Extracted data entries
■ ■ ■ ■ ■

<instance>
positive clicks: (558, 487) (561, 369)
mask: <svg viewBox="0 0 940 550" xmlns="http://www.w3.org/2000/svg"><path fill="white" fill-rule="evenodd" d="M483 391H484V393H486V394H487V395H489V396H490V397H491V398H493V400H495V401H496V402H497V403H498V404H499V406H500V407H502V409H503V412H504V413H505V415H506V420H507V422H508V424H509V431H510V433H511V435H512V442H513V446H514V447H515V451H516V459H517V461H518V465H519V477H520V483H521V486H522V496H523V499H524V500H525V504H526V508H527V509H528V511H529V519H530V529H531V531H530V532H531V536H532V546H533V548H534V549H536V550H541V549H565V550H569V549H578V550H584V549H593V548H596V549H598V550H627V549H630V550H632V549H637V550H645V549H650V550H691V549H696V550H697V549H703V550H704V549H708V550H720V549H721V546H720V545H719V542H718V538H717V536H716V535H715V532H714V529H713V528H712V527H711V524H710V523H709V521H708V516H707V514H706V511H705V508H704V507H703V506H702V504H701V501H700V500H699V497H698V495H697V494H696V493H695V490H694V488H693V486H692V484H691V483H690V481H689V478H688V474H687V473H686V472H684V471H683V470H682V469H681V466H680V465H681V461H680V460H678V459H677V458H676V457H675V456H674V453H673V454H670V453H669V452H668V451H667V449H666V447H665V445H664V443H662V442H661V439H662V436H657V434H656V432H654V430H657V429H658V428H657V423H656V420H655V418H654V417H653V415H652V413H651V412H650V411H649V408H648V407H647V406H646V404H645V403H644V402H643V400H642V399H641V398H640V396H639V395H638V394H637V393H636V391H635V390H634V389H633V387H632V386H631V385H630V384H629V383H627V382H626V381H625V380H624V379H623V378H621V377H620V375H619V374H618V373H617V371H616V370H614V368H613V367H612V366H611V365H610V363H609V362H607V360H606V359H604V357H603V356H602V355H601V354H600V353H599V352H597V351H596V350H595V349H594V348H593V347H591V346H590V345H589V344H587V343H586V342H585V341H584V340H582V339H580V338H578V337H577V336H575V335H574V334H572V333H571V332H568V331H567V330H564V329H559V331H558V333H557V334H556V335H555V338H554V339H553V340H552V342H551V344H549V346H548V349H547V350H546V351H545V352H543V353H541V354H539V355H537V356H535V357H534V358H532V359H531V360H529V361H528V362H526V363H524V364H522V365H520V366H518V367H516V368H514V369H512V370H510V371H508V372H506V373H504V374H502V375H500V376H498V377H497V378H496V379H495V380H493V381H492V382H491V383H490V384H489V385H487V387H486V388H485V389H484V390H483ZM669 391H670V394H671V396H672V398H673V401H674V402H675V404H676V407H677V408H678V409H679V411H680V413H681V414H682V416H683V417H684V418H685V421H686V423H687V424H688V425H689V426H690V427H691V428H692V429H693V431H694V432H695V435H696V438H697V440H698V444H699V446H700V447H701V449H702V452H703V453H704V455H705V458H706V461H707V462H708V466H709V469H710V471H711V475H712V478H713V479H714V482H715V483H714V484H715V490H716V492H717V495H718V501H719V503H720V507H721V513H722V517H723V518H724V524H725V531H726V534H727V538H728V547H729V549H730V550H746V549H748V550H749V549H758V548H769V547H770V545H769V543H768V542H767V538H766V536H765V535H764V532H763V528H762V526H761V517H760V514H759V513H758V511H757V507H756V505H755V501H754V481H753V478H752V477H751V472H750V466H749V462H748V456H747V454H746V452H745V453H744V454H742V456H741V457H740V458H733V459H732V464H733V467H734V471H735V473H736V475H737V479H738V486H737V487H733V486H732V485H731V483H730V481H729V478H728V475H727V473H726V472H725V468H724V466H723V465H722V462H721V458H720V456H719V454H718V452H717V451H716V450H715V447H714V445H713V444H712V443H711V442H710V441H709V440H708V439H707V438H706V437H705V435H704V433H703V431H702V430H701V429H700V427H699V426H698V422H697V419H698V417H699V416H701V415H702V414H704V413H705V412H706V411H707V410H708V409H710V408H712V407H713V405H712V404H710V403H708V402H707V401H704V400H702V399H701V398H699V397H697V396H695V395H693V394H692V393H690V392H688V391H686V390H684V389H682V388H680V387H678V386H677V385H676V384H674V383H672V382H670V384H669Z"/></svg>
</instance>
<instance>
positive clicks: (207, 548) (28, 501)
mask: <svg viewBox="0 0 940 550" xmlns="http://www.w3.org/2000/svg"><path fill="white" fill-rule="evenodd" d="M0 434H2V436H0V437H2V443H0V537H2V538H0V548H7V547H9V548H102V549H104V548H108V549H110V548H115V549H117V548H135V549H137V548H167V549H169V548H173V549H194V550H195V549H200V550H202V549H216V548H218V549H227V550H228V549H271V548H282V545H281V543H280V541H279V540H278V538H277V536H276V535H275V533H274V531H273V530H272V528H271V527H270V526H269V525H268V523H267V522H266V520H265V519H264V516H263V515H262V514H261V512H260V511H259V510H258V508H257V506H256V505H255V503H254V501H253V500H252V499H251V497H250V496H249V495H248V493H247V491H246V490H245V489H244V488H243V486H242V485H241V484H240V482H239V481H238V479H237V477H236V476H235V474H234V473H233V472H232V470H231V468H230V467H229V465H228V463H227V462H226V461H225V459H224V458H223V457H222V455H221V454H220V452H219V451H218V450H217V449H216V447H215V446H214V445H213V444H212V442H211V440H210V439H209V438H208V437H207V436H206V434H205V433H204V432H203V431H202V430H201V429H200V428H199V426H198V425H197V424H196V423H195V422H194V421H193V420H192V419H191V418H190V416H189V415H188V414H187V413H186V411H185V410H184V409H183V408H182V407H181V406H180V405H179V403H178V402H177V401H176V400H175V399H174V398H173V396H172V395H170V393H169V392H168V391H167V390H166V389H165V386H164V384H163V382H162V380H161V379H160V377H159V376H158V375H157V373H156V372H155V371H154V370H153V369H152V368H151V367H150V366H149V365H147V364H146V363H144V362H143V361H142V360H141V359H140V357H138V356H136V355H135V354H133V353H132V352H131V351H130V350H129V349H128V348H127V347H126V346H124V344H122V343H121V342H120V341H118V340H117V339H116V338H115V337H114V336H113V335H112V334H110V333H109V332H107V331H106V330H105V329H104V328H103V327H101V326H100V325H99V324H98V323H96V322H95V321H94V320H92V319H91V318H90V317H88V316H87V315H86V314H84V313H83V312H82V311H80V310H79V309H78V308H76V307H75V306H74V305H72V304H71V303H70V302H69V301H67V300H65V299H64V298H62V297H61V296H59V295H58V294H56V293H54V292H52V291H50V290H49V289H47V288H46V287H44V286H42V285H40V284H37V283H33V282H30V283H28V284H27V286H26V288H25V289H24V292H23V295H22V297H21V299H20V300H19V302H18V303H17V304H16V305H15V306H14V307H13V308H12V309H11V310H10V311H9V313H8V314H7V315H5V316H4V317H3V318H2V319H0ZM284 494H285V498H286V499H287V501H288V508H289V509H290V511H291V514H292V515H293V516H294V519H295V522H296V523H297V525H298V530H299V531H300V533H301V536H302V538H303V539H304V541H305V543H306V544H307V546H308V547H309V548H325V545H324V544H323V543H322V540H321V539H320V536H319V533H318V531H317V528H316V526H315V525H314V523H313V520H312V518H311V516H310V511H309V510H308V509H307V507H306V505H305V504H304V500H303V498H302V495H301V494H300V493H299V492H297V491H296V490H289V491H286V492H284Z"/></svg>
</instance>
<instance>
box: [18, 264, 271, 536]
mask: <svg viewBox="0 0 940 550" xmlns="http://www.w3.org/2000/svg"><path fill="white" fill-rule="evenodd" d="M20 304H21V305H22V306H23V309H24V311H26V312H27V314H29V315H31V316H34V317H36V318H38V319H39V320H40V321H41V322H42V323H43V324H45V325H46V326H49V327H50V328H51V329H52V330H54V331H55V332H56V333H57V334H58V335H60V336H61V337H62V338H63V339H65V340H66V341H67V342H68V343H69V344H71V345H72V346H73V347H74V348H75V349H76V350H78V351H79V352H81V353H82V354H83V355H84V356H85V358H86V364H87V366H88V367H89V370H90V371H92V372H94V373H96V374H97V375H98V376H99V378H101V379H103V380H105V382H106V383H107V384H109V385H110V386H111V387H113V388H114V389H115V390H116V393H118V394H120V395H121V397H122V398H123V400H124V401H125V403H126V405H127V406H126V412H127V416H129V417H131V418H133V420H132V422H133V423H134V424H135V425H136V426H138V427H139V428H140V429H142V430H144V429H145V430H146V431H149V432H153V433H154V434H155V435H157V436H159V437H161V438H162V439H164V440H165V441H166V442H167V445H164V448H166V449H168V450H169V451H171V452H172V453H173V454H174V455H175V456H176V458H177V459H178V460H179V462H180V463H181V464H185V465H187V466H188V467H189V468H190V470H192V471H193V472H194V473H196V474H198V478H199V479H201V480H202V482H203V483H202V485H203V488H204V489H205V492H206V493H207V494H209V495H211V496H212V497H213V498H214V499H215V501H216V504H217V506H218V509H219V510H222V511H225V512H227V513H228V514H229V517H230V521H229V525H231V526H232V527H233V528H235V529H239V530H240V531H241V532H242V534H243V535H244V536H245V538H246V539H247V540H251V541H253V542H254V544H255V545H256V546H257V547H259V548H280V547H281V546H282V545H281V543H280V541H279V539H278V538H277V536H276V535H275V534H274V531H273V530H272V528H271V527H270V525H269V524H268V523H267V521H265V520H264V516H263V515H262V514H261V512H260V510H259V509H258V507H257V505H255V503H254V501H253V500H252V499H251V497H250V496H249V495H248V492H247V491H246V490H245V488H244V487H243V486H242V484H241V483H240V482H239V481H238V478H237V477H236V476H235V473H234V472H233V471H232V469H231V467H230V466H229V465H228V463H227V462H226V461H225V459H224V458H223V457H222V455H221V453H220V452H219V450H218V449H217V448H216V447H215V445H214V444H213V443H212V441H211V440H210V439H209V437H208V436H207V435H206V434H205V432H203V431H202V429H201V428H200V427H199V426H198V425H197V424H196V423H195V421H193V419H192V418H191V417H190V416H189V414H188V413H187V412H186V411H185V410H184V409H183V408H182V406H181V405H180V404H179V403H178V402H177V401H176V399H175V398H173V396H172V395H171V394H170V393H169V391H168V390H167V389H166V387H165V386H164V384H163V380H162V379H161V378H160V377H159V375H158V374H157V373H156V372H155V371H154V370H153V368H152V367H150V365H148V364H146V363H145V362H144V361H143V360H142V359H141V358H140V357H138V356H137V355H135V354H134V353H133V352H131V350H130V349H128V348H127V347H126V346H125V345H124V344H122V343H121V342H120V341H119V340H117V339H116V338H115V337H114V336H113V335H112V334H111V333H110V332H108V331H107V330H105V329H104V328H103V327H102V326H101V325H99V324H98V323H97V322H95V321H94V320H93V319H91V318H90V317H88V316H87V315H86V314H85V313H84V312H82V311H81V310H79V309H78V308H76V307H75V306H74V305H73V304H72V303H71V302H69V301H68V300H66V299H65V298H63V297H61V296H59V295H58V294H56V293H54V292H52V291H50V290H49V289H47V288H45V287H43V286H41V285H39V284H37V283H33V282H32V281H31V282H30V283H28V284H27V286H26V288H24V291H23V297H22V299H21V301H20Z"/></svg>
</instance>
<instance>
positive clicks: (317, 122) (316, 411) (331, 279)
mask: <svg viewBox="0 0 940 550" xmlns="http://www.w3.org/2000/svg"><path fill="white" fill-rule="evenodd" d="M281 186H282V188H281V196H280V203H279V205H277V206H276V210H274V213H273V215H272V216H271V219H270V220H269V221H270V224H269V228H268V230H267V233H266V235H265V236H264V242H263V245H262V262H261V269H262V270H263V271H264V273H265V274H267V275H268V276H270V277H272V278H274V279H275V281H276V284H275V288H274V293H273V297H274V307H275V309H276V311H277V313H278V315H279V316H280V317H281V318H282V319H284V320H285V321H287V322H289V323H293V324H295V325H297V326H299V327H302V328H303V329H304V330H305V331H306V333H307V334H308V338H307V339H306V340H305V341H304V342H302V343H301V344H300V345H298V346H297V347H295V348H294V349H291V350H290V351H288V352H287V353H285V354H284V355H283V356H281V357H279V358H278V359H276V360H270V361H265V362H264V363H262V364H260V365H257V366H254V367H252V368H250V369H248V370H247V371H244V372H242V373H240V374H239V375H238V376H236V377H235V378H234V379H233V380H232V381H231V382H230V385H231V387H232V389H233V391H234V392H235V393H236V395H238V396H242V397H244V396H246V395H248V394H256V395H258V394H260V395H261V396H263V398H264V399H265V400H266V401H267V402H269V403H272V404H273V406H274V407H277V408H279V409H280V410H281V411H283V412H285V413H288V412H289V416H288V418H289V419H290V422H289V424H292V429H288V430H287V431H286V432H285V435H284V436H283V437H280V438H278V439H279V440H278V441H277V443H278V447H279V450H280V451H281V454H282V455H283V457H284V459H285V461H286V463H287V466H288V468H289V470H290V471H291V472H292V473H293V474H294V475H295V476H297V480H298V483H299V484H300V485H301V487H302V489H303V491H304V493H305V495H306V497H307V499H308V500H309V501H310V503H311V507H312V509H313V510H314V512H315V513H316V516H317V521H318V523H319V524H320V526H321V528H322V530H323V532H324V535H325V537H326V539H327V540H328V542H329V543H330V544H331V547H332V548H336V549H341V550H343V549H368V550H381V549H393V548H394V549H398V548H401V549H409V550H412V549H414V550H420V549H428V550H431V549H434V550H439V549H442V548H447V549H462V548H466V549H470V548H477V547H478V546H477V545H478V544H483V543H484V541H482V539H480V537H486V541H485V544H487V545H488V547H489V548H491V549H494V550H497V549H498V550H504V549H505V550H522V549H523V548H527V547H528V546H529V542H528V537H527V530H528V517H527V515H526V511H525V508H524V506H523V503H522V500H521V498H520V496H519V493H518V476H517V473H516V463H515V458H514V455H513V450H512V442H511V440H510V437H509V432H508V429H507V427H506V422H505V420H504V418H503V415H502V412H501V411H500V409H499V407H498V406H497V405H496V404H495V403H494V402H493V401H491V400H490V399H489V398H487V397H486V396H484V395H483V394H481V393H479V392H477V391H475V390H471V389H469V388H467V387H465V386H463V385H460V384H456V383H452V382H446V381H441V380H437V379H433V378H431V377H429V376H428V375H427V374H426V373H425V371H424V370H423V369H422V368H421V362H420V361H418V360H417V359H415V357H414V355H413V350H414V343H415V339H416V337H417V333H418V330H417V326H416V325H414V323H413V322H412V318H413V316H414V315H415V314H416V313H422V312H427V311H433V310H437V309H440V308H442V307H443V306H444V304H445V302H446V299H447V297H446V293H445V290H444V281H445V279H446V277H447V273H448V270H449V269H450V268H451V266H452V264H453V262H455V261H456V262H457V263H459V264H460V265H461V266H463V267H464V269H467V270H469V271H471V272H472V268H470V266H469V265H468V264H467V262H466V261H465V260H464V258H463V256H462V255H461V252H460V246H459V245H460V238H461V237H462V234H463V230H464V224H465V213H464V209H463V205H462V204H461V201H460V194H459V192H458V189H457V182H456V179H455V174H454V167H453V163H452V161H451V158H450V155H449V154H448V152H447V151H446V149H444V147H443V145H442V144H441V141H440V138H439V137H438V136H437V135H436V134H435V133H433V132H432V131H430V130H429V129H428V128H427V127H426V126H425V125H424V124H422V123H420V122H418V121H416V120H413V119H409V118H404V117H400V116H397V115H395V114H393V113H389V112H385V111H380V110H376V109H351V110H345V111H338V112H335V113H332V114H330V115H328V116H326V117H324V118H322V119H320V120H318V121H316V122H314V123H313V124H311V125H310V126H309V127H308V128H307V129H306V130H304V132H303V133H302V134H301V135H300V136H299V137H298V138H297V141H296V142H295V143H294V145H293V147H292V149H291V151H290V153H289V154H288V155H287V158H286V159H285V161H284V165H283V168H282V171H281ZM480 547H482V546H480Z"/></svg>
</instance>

■ ■ ■ ■ ■

> _Required work_
Which lines above contain the word "clicks"? List each of them in full.

> _Completed exercise_
positive clicks: (558, 487) (561, 369)
positive clicks: (207, 548) (28, 501)
positive clicks: (317, 122) (316, 411) (331, 279)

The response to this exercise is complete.